— start —

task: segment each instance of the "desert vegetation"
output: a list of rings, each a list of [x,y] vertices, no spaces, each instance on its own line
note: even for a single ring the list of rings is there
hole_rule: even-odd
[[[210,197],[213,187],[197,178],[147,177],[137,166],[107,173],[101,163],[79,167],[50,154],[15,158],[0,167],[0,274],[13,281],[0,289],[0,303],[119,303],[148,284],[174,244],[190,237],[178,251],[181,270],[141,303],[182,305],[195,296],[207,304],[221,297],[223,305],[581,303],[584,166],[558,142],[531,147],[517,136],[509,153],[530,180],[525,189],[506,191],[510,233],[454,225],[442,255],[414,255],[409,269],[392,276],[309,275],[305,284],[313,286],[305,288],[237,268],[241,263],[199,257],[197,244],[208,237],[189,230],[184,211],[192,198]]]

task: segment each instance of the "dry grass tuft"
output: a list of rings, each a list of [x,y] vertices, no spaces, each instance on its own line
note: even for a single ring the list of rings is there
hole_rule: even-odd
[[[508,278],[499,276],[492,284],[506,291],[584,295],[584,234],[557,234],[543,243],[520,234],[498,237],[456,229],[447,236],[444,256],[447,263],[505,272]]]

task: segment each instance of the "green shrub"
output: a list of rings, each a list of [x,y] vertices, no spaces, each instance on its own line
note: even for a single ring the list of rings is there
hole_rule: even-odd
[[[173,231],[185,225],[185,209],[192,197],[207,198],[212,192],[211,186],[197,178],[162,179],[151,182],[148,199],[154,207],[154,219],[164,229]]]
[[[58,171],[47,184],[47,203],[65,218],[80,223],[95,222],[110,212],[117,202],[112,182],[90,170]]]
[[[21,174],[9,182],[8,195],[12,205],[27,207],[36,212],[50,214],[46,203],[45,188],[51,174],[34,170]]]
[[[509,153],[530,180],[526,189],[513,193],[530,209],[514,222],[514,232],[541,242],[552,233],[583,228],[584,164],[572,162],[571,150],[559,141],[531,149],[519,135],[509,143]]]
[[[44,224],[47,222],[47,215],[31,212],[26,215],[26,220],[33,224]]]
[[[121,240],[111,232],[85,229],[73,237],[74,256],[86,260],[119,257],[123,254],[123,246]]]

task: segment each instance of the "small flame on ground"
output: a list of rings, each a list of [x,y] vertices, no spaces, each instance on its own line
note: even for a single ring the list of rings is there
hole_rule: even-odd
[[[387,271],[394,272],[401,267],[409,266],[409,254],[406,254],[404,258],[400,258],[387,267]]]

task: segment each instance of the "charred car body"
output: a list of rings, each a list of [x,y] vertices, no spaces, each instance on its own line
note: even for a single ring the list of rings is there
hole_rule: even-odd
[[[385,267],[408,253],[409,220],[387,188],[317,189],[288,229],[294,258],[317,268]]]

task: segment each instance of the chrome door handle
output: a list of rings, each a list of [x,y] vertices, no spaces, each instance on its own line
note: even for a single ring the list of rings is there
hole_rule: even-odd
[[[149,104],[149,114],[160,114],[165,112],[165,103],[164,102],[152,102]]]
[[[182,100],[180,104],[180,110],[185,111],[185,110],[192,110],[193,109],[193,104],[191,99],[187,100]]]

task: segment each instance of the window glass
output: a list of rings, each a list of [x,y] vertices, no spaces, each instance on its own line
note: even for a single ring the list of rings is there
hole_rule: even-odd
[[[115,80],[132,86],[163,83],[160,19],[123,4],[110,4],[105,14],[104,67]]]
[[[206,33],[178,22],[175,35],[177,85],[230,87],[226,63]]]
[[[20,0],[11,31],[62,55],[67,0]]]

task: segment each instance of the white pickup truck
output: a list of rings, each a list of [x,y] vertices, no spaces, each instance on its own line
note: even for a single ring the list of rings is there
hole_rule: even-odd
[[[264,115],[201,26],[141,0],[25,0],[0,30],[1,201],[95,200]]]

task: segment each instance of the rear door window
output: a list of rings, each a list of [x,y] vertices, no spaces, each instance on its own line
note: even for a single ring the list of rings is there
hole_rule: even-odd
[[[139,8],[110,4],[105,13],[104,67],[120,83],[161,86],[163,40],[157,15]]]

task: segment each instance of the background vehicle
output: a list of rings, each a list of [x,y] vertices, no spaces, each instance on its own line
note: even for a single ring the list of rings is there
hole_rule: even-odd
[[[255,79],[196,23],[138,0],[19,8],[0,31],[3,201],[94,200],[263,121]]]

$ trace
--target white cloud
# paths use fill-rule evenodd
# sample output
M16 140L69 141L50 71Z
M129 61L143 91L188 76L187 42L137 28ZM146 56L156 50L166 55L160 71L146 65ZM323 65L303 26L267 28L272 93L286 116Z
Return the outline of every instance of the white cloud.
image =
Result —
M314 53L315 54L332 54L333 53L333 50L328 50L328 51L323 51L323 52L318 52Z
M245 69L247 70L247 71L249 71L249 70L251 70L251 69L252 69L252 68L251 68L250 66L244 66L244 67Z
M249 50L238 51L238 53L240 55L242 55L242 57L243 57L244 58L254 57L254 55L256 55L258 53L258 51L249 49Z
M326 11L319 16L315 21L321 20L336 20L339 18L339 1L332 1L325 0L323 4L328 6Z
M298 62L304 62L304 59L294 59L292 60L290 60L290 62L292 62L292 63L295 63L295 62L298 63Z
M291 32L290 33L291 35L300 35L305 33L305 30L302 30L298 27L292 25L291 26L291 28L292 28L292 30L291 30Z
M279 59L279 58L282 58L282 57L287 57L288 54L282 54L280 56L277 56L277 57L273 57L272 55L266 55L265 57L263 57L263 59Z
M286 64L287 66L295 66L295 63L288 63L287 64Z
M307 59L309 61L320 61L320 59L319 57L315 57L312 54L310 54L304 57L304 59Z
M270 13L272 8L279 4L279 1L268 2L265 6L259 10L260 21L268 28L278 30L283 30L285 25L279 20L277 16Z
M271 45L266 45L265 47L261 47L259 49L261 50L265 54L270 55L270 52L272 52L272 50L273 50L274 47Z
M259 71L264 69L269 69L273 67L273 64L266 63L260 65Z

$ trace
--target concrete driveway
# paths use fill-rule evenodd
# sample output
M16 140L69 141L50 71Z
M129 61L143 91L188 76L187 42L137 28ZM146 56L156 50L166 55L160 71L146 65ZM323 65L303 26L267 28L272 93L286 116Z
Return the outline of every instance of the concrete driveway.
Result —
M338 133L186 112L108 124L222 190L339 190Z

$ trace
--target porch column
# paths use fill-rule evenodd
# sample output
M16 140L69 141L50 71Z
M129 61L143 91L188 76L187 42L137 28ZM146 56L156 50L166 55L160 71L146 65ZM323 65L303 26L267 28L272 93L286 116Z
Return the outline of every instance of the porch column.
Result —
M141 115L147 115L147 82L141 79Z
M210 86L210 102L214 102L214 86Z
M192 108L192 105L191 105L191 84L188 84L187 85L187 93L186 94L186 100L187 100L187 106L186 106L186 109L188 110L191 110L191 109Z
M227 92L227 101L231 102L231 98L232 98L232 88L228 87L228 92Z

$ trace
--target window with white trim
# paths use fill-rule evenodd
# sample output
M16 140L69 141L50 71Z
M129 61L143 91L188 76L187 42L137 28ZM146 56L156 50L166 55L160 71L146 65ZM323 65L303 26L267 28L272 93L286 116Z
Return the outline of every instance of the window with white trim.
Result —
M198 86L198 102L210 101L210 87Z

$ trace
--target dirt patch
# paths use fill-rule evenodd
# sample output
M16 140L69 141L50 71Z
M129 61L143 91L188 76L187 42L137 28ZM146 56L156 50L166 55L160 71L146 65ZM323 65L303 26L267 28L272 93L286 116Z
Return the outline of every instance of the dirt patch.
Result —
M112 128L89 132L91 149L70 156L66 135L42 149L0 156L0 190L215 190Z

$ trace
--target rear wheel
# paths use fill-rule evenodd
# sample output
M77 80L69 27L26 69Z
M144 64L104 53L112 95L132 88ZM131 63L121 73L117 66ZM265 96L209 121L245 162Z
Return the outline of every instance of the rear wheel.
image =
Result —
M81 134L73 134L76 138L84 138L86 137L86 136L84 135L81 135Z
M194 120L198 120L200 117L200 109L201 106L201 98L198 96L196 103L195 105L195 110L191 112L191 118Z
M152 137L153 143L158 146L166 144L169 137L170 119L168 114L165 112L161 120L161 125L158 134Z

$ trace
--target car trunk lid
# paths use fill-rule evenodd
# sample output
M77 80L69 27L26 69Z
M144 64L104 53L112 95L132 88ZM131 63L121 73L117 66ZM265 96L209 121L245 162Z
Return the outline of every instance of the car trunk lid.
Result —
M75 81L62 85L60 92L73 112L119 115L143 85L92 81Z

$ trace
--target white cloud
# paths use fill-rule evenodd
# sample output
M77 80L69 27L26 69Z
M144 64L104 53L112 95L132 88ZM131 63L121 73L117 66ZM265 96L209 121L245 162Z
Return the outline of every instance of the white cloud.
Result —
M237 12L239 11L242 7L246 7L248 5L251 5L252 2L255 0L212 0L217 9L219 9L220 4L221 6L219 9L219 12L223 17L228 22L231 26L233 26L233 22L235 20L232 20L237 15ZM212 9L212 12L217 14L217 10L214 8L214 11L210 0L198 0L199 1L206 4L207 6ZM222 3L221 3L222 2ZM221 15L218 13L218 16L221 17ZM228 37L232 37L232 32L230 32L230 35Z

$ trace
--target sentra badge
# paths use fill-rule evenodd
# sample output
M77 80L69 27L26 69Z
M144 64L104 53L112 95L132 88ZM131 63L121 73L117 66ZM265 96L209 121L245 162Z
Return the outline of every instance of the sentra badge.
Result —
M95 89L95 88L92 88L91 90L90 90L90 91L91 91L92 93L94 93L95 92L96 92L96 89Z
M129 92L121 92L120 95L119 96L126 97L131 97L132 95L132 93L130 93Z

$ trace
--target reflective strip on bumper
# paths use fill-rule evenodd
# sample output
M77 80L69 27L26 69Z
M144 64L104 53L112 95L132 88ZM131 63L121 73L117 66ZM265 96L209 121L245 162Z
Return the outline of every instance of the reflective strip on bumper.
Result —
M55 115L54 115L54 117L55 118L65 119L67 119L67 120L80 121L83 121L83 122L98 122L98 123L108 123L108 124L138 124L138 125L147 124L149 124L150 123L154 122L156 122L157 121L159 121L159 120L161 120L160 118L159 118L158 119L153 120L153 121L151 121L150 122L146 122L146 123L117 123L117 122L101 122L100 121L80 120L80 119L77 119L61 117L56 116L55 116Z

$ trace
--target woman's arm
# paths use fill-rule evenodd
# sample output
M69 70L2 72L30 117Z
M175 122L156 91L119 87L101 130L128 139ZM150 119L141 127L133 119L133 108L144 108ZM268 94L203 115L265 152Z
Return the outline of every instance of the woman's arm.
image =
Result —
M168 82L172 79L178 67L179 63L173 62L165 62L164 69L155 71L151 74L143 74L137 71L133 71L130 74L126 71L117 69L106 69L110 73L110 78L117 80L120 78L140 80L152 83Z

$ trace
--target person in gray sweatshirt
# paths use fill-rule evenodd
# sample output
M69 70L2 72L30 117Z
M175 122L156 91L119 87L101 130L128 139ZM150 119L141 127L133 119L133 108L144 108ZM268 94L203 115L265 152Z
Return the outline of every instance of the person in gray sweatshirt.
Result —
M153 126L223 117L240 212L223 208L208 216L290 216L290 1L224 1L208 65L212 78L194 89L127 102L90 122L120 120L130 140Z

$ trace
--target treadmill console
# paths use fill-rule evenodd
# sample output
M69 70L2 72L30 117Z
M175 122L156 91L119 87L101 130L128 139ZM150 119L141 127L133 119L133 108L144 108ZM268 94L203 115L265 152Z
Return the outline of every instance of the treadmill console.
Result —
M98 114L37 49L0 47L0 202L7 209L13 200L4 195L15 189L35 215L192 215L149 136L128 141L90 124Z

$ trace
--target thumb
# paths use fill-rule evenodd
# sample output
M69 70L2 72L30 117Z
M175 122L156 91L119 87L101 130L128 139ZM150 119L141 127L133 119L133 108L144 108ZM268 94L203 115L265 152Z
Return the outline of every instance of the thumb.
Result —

— end —

## TASK OBJECTIVE
Please output the stretch of the records from the line containing "task: segment each instance of the white" through the line containing "[[[264,115],[201,26],[141,0],[25,0],[0,30],[1,201],[95,200]]]" as a numbered list, leaving out any blank lines.

## THE SOLUTION
1. task: segment each instance of the white pickup truck
2. output: a list of rings, each a list of [x,y] vertices, no spaces, each instance on its own line
3. note: even for a single ring the list of rings is there
4. hole_rule: even-odd
5. [[[264,115],[201,26],[141,0],[25,0],[0,30],[1,201],[95,200]]]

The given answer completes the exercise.